(Provided text)
>>>

I have set every group up with a folder containing all examples, project outline and other useful resources. Every student has their own folder with the project outline and KWL sheets for every lesson. They are expected to complete these every lesson and hand the folders back in so as to achieve weekly XP on top of the finished project XP.

To date each of the groups of around 8 students have had 2 to 3 in the group who have lead and collected all the information they need to make their final project. Unfortunately the other 5 or so students per group have not been so diligent in their work. This in a normal class would be a problem, though for this group of young men it is actually an improvement. I can have them engaged for close to 30 minutes which is 30 minutes longer then it has been previously. Along with this extra engagement, there has been an extreme reduction in whole class disturbances which previously were a real issue.

<<<

(Records provided)
>>>

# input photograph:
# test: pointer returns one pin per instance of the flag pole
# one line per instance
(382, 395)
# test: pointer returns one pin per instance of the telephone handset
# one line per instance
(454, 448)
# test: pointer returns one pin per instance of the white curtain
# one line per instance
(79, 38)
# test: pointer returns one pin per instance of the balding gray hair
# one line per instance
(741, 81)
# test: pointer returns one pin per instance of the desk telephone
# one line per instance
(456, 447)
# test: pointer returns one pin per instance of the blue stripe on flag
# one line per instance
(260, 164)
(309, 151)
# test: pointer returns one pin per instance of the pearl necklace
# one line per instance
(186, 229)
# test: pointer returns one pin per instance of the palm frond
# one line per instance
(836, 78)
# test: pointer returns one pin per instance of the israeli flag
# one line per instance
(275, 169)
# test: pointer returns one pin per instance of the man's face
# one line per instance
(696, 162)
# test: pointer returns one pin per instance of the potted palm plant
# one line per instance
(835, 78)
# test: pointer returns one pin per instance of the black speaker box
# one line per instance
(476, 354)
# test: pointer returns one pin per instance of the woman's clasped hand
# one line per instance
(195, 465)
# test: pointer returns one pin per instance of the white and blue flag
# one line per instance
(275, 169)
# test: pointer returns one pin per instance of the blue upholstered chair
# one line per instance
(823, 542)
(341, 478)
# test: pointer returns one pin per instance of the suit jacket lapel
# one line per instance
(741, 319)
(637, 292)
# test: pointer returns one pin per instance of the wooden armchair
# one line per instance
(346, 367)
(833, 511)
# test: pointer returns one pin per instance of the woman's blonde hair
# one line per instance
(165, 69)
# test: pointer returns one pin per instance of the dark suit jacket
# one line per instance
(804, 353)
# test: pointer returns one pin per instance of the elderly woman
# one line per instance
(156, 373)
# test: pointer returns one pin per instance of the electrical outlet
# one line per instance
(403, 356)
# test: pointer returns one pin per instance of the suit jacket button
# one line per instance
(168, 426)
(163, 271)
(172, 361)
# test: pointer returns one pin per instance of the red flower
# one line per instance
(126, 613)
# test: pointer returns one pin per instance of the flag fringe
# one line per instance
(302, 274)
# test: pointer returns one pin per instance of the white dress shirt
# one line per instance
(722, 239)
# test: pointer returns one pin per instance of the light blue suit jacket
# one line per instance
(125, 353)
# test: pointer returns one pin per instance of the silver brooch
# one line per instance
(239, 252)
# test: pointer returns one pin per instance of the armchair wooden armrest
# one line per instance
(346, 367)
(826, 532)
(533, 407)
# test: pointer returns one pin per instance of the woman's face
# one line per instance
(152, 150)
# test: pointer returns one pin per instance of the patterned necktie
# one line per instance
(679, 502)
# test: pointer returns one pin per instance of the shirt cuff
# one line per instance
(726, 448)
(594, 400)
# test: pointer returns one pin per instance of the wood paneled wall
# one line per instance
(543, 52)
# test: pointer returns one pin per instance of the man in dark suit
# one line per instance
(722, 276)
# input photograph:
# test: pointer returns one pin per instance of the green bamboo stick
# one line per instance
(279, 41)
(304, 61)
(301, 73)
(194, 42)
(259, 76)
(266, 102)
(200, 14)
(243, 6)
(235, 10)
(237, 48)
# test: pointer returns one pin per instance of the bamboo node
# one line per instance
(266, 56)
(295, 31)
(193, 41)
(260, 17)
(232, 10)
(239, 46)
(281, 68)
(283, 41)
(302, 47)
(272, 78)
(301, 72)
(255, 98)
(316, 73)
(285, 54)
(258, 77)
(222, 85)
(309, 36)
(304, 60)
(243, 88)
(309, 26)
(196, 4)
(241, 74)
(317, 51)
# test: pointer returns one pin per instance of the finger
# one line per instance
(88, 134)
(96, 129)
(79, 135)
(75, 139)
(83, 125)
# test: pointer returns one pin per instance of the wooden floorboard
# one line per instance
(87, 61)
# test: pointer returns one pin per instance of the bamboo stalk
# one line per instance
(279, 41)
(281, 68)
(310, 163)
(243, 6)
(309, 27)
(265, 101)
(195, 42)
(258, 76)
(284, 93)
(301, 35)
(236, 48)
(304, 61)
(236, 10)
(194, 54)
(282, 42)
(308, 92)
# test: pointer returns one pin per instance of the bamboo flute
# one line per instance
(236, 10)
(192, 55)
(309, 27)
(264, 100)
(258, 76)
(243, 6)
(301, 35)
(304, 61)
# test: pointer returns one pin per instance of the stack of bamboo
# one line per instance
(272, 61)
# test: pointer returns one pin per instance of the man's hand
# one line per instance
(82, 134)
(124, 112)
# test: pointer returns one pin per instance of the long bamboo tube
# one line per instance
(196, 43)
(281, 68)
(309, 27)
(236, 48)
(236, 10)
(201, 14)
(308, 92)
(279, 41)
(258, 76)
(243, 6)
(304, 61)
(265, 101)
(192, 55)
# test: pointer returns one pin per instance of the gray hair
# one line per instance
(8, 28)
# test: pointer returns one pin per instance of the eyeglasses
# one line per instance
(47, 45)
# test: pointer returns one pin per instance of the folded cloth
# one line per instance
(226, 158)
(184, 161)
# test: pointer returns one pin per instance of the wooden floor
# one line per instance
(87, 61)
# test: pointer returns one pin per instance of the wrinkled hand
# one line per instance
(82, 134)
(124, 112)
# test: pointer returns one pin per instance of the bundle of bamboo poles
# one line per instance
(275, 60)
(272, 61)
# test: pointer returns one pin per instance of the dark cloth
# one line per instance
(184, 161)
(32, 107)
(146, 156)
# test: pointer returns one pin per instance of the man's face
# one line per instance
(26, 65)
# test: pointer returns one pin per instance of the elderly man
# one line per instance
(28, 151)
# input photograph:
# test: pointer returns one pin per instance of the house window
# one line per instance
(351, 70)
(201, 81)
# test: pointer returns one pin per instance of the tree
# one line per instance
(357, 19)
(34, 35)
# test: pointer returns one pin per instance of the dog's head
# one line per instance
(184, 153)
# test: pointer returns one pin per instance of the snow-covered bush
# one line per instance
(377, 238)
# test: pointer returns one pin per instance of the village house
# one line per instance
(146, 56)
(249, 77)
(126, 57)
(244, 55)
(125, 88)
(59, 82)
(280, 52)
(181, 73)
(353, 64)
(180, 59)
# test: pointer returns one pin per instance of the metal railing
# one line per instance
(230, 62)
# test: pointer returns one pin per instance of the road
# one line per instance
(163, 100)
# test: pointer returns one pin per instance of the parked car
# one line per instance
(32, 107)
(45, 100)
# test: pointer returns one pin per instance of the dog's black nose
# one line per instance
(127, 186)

<<<

(Short task A) In the text about the group project, for about how long can the teacher keep the young men engaged?
(Short task B) Write out the text about the group project from "I have set every" to "finished project XP.", switching "KWL sheets" to "reflection sheets".
(Short task C) Carry on the text about the group project from where it stops.

(Exercise output A) Close to 30 minutes.

(Exercise output B)
I have set every group up with a folder containing all examples, project outline and other useful resources. Every student has their own folder with the project outline and reflection sheets for every lesson. They are expected to complete these every lesson and hand the folders back in so as to achieve weekly XP on top of the finished project XP.

(Exercise output C)
There are 2 boy’s who are loner’s, nerds if you will. They have no want to be in Metalwork, it was what was left available to them on subject selection night. I have to connect with these boy’s who sit quietly and work through improving their Minecraft worlds having finished the minimum work required. So today I quickly asked around those in the know on Minecraft to see if they could build a Blacksmith’s workshop inside their Minecraft worlds. It turns out they can, so in 2 weeks time that is what I will charge them with for their project.

Now no videos have been developed or produced, though 2 groups actually started looking at which camera to use for their project. So many would say it hasn’t worked, I would say progress is slow, many small milestones have been met and there are many more to come.  This class of disturbed boy’s from the western suburbs needs more time, time they don’t have. They have not been taught to learn, they have been taught to follow this, produce that and this your mark A, B, C, D, E. They just need more time.

I should reaffirm that I only have this class for one period out of their allocated four per two week cycle. I have zero control or influence over what happens in the weeks between. This also makes this particular lesson tougher.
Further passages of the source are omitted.